Entries shown:
========

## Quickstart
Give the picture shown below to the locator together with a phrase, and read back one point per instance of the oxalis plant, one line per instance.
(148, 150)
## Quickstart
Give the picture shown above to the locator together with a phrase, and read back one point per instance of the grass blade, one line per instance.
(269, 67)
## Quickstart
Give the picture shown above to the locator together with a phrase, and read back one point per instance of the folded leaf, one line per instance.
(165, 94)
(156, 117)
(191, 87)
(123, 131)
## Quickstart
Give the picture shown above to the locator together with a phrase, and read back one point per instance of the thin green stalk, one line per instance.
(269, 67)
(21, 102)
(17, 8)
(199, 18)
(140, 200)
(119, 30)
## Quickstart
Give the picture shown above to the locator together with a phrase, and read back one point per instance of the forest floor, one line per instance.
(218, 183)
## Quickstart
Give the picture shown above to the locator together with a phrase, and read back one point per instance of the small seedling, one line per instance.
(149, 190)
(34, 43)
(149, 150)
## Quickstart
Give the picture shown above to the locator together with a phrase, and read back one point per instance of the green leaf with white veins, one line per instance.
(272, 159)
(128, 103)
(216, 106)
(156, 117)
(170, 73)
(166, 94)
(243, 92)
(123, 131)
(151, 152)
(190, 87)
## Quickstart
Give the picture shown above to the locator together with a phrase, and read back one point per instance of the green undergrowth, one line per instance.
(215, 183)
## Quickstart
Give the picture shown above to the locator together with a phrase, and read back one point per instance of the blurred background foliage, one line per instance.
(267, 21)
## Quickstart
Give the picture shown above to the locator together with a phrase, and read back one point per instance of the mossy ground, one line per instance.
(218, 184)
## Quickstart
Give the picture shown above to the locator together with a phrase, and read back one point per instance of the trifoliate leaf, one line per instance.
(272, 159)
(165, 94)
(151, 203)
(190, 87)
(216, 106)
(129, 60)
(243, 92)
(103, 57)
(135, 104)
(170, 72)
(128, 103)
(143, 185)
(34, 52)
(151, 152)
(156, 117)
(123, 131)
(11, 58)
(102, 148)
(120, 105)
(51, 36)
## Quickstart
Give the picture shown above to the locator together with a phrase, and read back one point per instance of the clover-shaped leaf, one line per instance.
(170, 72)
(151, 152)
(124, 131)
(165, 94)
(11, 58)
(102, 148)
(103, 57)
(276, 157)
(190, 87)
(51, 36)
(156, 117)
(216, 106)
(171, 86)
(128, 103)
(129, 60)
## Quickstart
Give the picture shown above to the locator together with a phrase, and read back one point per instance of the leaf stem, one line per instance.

========

What this task involves:
Print the full listing again, word for word.

Completed exercise:
## Quickstart
Give the picture shown below to the locator together with a phrase, and read back one point per instance of the oxalis plant, one line per instance.
(148, 150)
## Quickstart
Give the picture shown above to the locator together with a phrase, and read back one point per instance of the grass blade, one line per instance.
(269, 67)
## Quickstart
Give the picture shown above to the locator together with a phrase, and read back one point per instance of the folded leaf, one line per instance.
(165, 94)
(156, 117)
(191, 87)
(123, 131)
## Quickstart
Give the picture shown above to the locator together with a phrase, and read back one point per instance of the thin green stalk, one line per instance.
(269, 67)
(21, 102)
(17, 8)
(199, 18)
(140, 200)
(119, 30)
## Quickstart
Give the picture shown above to the locator together with a phrase, and read back one point per instance of the forest floor, one line per instance.
(218, 183)
## Quickstart
Give the picture shown above to the locator together with a phrase, and read back one point per instance of the small seedling, one line per instance.
(149, 190)
(34, 43)
(149, 150)
## Quickstart
Give the picture shown above to the locator together with a phrase, and read back one point per instance of the green leaf with white veins, one line per instance.
(272, 159)
(128, 103)
(216, 106)
(156, 117)
(170, 73)
(166, 94)
(243, 92)
(123, 131)
(151, 152)
(190, 87)
## Quickstart
Give the picture shown above to the locator together with a phrase, and read back one point per instance of the green undergrowth, one line per instance.
(215, 183)
## Quickstart
Give the picture shown above to the locator together with a phrase, and read back one point per instance of the blurred background foliage, one line per instance.
(267, 21)
## Quickstart
Give the picture shown above to the locator together with a phrase, and read back one point per instance of the mossy ground, one line per instance.
(218, 184)
## Quickstart
Give the picture shown above to the locator together with a phrase, and read back one point per instance of the trifoliate leaf, one line per instance.
(272, 159)
(165, 94)
(151, 203)
(190, 87)
(216, 106)
(129, 60)
(243, 92)
(103, 57)
(135, 104)
(170, 72)
(128, 103)
(143, 185)
(34, 52)
(151, 152)
(156, 117)
(123, 131)
(11, 58)
(102, 148)
(120, 105)
(51, 36)
## Quickstart
Give the picture shown above to the locator together with a phrase, and read back one point per instance of the clover-shaped leaf, one line per instance.
(170, 72)
(151, 152)
(124, 131)
(165, 94)
(11, 58)
(102, 148)
(103, 57)
(276, 157)
(190, 87)
(51, 36)
(156, 117)
(216, 106)
(171, 86)
(128, 103)
(129, 60)
## Quickstart
Give the picture shown above to the locator together with a phrase, and read back one point per instance of the leaf stem, one line per instance.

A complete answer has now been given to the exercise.